WHAT IS BEING ASKED ::
A word-for-word repetition of all the entries is required.

DATA SHOWN ::
=======

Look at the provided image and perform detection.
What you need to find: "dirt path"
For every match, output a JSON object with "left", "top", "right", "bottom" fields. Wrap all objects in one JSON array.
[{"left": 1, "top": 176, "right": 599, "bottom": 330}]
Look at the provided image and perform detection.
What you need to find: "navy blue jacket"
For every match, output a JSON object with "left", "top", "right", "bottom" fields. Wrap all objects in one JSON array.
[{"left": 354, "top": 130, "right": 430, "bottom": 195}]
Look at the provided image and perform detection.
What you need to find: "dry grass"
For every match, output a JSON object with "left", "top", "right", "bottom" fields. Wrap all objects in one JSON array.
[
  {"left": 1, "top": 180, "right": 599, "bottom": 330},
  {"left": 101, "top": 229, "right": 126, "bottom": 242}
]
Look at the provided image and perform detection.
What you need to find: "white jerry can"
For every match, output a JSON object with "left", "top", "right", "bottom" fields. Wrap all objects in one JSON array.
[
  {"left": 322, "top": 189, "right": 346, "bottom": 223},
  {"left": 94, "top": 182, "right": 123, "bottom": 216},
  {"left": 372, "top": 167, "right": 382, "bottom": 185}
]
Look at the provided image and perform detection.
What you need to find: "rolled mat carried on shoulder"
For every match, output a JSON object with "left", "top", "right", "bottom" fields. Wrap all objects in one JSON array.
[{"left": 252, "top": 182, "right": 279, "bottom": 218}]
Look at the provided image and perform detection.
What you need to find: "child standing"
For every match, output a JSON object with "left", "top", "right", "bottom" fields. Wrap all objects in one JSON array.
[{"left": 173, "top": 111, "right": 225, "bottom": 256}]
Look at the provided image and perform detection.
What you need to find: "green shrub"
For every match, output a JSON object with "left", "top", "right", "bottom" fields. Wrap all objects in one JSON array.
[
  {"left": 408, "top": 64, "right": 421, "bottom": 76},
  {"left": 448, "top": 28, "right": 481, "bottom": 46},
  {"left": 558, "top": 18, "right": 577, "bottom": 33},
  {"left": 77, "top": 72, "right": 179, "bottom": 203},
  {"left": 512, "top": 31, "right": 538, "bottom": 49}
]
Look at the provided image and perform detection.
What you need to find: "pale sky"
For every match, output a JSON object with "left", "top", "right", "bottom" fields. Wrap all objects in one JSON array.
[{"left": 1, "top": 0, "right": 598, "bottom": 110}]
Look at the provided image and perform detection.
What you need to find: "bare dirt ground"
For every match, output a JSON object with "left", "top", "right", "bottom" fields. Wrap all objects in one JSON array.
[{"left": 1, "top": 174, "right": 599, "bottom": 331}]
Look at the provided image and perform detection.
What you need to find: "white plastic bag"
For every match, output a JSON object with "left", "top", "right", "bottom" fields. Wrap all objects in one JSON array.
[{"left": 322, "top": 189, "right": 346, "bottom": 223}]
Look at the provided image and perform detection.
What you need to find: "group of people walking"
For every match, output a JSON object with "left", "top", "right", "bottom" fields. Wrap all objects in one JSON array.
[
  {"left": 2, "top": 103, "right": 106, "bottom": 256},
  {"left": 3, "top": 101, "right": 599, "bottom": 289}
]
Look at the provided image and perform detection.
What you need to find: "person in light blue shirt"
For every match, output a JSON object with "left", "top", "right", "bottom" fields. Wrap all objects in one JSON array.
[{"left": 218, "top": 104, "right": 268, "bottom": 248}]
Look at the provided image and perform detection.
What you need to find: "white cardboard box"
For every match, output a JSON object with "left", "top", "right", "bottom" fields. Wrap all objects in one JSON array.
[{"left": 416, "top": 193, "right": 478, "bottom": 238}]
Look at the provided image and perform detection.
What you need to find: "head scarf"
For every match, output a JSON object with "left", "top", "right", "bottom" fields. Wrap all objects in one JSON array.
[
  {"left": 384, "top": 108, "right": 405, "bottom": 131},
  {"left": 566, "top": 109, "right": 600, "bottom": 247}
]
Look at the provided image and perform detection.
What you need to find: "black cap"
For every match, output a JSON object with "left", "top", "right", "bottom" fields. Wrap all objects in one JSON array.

=======

RESPONSE TO THIS EXERCISE ::
Look at the provided image and perform detection.
What you need to find: "dirt path"
For every match, output a JSON object with "left", "top", "right", "bottom" fields. Wrap all objects in one JSON array.
[{"left": 1, "top": 176, "right": 599, "bottom": 330}]
Look at the provided image and perform detection.
What you need to find: "navy blue jacket"
For every match, output a JSON object with "left", "top", "right", "bottom" fields. Wrap all objects in one JSON array.
[{"left": 354, "top": 130, "right": 430, "bottom": 195}]
Look at the provided image and perform detection.
What you need to find: "dry grass"
For every match, output a JSON object with "left", "top", "right", "bottom" fields. Wrap all objects in one JSON array.
[
  {"left": 1, "top": 180, "right": 599, "bottom": 330},
  {"left": 101, "top": 229, "right": 126, "bottom": 242}
]
Look at the provided image and perform detection.
What you need to find: "white jerry can"
For every match, output a JSON object with "left", "top", "right", "bottom" fields. Wrap all objects in one JSON array.
[
  {"left": 322, "top": 189, "right": 346, "bottom": 223},
  {"left": 94, "top": 182, "right": 123, "bottom": 216},
  {"left": 372, "top": 167, "right": 382, "bottom": 185}
]
Look at the provided image and perform detection.
What you need to find: "rolled mat carried on shoulder"
For every match, output a JSON object with "left", "top", "right", "bottom" fields. Wrap all objects in one JSON array.
[{"left": 252, "top": 182, "right": 279, "bottom": 218}]
Look at the provided image and perform detection.
What you need to find: "child standing"
For every match, output a JSON object with "left", "top", "right", "bottom" fields. Wrap all objects in one JSON array.
[{"left": 173, "top": 111, "right": 225, "bottom": 256}]
Look at the provided image and perform detection.
What you need to find: "green shrub"
For every match, output a JSON object with "left", "top", "right", "bottom" fields. Wrap all objects in one JSON array.
[
  {"left": 408, "top": 64, "right": 421, "bottom": 76},
  {"left": 448, "top": 28, "right": 481, "bottom": 46},
  {"left": 558, "top": 18, "right": 577, "bottom": 33},
  {"left": 77, "top": 72, "right": 179, "bottom": 203},
  {"left": 512, "top": 31, "right": 538, "bottom": 49}
]
Look at the provided image and perform detection.
What you need to find: "pale sky"
For every match, output a JSON object with "left", "top", "right", "bottom" fields. Wrap all objects in one JSON array.
[{"left": 1, "top": 0, "right": 598, "bottom": 110}]
Look at the provided image and perform detection.
What you need to find: "bare dirt ground"
For every match, output a JSON object with "left", "top", "right", "bottom" fields. Wrap all objects in one JSON array.
[{"left": 1, "top": 174, "right": 599, "bottom": 331}]
Look at the provided image and perform detection.
What you need to find: "white plastic bag"
For every match, output a JSON object with "left", "top", "right", "bottom" fields. Wrap all objects in one JSON array.
[{"left": 322, "top": 189, "right": 346, "bottom": 223}]
Look at the provided image and perform detection.
What you need to find: "group of people walking"
For every match, output a JSON object with "left", "top", "right", "bottom" fields. Wrap all objects in one JSON array.
[
  {"left": 2, "top": 103, "right": 106, "bottom": 256},
  {"left": 3, "top": 101, "right": 599, "bottom": 289}
]
Look at the provided image and perform detection.
What you need to find: "person in light blue shirt"
For every match, output a JSON object with "left", "top", "right", "bottom" fields. Wrap all objects in one JSON array.
[{"left": 218, "top": 104, "right": 268, "bottom": 248}]
Look at the provided image and perform detection.
What you need to find: "white cardboard box"
For every match, output a JSON object with "left", "top", "right", "bottom" fields. Wrap all objects in one JSON array.
[{"left": 416, "top": 193, "right": 478, "bottom": 238}]
Look at the provided image and perform detection.
What you need to find: "head scarf"
For every match, output a JSON object with "left", "top", "right", "bottom" fields. Wrap all objects in one JSON array.
[
  {"left": 384, "top": 108, "right": 405, "bottom": 131},
  {"left": 566, "top": 109, "right": 600, "bottom": 247}
]
Look at the provided image and perform detection.
What you need to find: "black cap"
For every match, output a JSON object with "left", "top", "right", "bottom" fields. Wrap all objects in one JSON array.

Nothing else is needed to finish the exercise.